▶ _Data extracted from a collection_
========================================
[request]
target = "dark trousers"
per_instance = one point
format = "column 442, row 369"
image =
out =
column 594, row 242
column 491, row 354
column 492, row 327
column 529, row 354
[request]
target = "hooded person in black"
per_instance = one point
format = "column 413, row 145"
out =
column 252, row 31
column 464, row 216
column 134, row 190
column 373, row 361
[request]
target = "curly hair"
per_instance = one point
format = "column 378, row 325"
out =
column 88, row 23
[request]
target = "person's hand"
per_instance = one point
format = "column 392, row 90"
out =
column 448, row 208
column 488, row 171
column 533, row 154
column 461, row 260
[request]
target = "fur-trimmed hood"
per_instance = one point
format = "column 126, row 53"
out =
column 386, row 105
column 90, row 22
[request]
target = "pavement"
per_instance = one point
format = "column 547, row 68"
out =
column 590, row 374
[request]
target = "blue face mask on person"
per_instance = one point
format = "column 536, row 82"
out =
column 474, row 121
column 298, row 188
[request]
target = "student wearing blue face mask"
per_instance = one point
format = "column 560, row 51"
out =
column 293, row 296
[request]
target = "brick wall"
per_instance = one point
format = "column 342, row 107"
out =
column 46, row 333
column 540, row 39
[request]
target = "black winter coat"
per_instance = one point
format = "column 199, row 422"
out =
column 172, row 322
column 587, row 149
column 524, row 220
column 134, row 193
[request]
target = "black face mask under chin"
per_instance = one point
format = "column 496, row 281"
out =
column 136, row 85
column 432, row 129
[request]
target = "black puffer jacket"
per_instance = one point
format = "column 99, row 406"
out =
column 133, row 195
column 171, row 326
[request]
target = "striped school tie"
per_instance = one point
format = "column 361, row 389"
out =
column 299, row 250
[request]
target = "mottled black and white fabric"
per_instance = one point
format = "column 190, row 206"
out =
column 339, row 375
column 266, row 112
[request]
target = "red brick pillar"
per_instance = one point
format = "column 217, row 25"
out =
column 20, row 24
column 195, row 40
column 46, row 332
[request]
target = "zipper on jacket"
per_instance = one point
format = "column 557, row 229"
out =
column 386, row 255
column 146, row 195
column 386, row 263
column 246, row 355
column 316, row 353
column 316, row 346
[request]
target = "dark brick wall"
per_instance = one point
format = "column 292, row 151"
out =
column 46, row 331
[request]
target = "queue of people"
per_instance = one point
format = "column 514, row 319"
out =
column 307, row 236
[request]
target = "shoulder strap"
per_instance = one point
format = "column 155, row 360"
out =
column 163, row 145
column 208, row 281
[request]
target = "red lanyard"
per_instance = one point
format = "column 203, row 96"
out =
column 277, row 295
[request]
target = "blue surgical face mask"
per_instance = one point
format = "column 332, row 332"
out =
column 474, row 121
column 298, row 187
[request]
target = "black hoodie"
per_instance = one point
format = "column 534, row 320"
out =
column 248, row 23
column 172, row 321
========================================
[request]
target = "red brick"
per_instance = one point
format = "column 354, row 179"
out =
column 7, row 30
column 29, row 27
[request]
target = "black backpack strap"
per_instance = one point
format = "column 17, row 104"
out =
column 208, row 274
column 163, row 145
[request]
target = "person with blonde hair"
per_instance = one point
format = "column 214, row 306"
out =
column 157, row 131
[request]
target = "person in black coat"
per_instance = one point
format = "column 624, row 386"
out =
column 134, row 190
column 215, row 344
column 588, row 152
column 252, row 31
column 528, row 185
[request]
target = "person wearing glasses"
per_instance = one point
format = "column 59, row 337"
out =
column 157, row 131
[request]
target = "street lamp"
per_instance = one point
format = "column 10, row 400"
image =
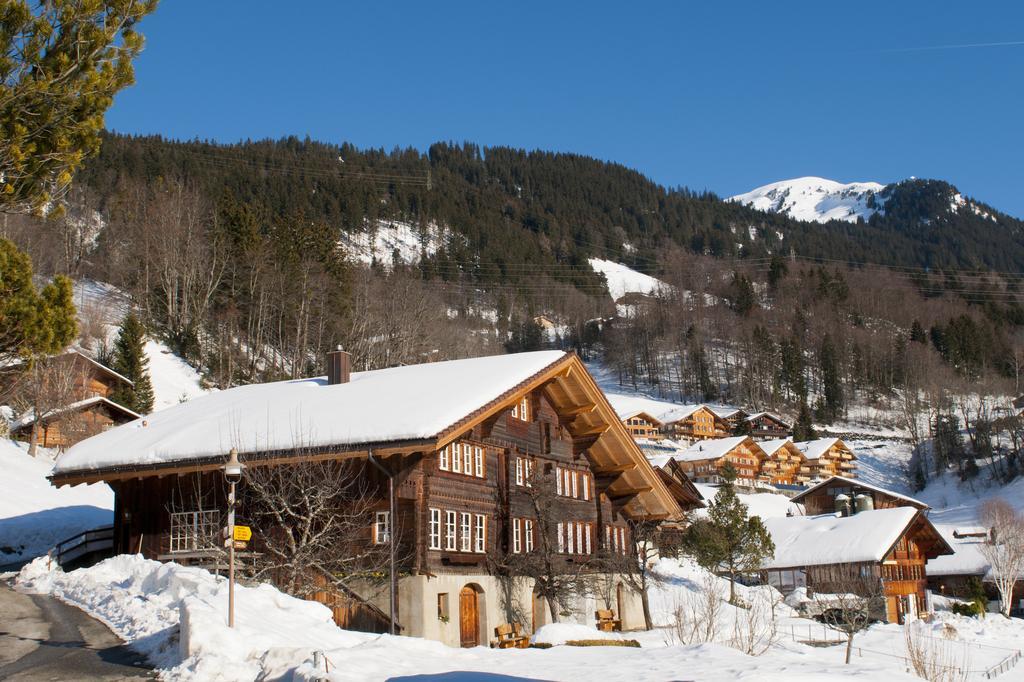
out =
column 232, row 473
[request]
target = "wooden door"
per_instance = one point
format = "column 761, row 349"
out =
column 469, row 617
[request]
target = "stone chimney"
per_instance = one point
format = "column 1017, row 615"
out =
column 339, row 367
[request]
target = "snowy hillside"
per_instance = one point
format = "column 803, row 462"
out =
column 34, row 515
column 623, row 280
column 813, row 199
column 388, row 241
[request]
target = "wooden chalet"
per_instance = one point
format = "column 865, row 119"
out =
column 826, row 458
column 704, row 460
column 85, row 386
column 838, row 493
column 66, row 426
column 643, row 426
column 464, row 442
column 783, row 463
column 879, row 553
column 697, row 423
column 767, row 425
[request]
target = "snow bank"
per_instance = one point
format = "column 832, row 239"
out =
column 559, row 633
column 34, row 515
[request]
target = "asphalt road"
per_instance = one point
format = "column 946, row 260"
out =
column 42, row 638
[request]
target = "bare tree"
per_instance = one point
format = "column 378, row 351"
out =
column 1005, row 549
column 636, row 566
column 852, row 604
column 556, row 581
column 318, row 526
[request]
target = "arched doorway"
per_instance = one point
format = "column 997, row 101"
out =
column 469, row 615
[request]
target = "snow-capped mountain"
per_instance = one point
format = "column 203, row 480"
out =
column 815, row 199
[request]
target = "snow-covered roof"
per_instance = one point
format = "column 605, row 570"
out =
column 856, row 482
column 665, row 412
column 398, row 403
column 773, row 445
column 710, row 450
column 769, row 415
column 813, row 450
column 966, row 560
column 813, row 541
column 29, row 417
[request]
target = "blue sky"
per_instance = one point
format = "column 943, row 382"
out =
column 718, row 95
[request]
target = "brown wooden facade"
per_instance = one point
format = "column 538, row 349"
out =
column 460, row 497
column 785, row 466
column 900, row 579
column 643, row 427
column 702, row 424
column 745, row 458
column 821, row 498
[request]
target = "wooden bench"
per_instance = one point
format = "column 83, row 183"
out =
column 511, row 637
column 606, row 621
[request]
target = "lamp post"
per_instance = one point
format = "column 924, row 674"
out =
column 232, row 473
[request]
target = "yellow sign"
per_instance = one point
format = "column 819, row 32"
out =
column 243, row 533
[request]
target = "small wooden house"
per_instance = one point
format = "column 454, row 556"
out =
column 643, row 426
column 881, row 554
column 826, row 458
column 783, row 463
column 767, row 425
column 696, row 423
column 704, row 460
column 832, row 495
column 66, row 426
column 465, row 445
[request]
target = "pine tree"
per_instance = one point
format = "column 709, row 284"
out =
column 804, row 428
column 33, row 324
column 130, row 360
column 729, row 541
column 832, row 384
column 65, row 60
========================================
▶ _WHAT THE TASK ASKS_
Please say how many lines in the records above contain the word "brick", and give only that number.

▶ _EXERCISE RESULT_
4